▶ _TEXT_
(begin)
# Ceilitex



## fireguy (May 3, 2007)

I think that stuff was removed from the marketplace because it was a fire problem. When you took in an inch and a half, you could see the Celotex glowing. The water stream did not penetrate the Celotex, and was not absorbed very well. Celotex was hard to put out, we often had to remove it, put it on a tarp and take it outside and water it down. Celotex was


----------



## fireguy (May 3, 2007)

I think that stuff was removed from the marketplace because it was a fire problem. When you took in an inch and a half, you could see the Celotex glowing. The water stream did not penetrate the Celotex, and was not absorbed very well. Celotex was hard to put out, we often had to remove it, put it on a tarp and take it outside and water it down. Celotex was a brand name. Try that name is you really want it.


----------



## Maintenance 6 (Feb 26, 2008)
(end)
▶ _REQUEST_
Translate this sentence from the Celotex thread into Spanish: "The water stream did not penetrate the Celotex, and was not absorbed very well."

▶ _EXTRACTED DATA_
(begin)
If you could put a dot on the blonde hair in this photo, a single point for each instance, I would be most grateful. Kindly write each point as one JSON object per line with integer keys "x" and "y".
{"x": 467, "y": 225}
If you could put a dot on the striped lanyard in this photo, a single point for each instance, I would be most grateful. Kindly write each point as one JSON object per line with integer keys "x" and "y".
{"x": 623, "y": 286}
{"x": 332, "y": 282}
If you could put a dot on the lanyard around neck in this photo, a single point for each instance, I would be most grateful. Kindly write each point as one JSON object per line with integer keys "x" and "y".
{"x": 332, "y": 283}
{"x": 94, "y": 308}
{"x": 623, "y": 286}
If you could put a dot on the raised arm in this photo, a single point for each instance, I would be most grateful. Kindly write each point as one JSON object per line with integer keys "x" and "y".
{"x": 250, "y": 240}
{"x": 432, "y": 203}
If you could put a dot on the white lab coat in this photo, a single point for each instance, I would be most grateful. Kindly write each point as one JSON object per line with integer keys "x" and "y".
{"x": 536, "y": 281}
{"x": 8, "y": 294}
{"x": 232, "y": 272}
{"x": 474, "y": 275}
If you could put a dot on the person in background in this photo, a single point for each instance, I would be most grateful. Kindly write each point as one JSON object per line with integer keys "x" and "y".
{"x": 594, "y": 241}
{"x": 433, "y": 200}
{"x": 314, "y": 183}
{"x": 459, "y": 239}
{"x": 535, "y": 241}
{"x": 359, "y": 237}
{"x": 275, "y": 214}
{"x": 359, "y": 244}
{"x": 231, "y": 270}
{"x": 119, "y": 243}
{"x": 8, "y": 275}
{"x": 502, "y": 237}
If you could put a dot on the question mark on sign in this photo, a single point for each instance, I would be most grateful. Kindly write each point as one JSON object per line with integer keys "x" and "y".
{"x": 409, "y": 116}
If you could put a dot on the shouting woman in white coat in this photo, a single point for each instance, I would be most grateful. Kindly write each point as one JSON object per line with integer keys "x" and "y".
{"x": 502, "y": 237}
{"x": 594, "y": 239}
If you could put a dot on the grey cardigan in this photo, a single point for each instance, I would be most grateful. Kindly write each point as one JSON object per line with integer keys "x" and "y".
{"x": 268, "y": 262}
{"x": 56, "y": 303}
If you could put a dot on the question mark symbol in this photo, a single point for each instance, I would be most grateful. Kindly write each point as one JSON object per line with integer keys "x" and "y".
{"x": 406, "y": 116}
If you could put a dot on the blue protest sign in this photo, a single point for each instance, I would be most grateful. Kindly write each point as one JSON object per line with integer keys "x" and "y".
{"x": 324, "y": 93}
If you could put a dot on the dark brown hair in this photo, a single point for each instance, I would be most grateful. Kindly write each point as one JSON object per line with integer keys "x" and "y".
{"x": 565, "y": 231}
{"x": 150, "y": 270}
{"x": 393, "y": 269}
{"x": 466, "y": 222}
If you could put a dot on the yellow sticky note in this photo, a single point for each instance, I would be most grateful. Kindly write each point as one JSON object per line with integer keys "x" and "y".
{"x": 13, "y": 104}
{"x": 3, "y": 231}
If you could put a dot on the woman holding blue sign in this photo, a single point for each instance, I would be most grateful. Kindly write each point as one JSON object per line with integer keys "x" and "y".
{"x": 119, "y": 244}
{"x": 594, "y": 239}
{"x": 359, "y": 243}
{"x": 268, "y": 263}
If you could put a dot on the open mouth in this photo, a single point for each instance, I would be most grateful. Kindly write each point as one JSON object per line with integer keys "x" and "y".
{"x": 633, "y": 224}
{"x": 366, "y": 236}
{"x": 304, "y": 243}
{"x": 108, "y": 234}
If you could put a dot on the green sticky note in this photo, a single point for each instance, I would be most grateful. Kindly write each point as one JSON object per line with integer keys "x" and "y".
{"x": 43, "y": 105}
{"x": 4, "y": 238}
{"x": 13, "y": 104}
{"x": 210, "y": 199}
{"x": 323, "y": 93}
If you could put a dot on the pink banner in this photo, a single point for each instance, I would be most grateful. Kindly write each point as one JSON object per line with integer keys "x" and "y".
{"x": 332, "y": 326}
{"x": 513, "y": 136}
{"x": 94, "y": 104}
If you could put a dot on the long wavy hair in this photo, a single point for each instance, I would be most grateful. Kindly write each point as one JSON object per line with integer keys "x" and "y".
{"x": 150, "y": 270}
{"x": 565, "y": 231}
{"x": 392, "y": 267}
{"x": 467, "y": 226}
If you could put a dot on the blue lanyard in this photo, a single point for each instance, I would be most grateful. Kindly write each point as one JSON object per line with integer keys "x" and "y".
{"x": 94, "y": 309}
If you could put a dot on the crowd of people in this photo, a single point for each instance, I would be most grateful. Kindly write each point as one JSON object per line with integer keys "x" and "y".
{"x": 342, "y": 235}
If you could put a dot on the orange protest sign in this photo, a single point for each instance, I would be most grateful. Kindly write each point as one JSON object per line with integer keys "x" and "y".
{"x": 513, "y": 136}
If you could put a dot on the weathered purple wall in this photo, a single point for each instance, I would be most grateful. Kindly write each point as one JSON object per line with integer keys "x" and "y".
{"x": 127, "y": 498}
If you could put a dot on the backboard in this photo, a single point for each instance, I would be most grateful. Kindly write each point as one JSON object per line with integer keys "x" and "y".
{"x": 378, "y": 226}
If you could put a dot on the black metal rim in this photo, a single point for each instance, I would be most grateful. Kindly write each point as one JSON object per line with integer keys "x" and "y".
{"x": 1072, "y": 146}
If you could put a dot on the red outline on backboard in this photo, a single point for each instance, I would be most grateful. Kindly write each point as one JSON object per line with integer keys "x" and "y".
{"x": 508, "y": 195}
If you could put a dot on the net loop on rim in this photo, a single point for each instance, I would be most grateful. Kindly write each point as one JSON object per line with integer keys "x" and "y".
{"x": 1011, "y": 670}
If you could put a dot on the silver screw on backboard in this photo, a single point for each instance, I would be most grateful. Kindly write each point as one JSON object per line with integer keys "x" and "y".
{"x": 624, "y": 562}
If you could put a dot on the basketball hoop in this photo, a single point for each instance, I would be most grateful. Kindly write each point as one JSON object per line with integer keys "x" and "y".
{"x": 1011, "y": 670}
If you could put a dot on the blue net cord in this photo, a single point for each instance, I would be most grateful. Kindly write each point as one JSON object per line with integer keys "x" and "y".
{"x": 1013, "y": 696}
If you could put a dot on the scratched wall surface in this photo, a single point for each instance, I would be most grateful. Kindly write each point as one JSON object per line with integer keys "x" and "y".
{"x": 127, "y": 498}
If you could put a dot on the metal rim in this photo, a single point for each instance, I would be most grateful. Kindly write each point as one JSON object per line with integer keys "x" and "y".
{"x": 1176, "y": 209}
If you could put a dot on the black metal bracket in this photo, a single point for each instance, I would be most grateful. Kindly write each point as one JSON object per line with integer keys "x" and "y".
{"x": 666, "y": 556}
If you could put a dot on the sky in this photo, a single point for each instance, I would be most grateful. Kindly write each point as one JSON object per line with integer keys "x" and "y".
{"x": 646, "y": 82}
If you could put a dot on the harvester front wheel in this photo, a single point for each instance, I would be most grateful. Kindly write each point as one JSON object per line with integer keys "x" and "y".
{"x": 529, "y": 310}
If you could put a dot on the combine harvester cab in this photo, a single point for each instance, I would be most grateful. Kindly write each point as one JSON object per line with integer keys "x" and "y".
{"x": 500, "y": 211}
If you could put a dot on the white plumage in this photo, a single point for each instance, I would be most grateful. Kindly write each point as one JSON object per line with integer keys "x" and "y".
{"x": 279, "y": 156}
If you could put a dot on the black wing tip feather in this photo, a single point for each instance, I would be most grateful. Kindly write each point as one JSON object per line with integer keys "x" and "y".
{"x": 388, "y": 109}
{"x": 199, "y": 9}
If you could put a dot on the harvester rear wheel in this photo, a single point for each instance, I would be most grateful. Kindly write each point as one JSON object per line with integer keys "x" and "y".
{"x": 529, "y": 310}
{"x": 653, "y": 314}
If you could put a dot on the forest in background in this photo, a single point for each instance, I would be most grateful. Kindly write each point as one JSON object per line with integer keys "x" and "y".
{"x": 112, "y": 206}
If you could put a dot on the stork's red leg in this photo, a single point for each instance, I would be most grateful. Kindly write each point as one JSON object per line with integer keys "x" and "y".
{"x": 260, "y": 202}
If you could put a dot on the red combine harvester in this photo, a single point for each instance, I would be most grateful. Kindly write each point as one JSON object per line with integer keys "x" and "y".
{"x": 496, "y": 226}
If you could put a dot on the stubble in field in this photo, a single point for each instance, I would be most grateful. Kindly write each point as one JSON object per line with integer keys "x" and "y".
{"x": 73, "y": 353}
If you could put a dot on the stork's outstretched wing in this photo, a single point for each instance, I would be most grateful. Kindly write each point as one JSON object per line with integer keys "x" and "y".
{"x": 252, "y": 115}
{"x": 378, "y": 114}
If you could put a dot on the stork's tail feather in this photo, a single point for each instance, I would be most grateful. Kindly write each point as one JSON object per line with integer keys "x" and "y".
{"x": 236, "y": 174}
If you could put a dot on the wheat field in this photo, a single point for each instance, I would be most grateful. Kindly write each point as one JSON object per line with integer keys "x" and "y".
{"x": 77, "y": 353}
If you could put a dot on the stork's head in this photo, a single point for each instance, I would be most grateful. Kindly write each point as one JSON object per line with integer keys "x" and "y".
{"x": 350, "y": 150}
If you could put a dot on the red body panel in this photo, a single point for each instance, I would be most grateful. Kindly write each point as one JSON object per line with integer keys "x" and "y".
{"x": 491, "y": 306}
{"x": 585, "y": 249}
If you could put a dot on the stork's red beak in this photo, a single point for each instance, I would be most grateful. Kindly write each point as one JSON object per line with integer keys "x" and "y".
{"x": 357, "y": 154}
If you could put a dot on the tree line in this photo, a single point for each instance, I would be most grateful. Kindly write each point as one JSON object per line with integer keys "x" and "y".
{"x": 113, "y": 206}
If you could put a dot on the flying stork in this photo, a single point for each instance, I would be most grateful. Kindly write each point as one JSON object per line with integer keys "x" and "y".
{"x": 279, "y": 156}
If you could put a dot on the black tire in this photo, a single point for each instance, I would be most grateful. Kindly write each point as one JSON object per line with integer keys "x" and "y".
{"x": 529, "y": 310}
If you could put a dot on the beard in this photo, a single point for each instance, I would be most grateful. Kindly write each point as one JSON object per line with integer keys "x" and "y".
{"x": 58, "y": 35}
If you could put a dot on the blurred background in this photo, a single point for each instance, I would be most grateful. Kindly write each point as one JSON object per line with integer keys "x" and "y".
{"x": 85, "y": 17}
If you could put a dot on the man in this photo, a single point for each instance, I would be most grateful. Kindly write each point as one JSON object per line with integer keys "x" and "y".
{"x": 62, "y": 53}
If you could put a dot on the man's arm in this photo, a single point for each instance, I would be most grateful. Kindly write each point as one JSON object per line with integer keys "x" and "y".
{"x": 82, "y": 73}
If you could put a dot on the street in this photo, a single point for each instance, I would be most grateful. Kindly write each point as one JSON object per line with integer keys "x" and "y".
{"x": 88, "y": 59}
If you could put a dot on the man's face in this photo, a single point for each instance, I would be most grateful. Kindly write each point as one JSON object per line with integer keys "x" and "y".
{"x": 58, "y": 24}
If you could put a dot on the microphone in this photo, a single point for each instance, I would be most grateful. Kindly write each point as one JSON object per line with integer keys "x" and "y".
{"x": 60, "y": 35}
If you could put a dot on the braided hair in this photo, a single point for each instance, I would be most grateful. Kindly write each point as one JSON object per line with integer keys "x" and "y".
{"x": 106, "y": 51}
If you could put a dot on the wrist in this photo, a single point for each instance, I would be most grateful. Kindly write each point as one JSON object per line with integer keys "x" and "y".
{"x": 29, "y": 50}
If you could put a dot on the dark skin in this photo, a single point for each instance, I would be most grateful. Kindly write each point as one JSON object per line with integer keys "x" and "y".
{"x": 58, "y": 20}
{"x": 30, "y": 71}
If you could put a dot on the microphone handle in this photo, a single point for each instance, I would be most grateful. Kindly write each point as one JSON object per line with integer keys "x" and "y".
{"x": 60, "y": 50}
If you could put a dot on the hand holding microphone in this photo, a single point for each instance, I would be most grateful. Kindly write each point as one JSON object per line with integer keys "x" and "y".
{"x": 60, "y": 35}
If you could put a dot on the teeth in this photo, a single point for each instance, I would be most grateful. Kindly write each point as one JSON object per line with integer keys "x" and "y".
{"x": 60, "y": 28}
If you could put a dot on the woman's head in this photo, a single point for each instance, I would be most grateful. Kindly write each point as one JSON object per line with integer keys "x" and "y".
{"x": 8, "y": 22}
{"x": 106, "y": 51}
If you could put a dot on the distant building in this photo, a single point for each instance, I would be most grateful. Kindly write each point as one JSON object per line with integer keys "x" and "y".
(end)
▶ _RESPONSE TO THE EXERCISE_
El chorro de agua no penetraba el Celotex y no se absorbía muy bien.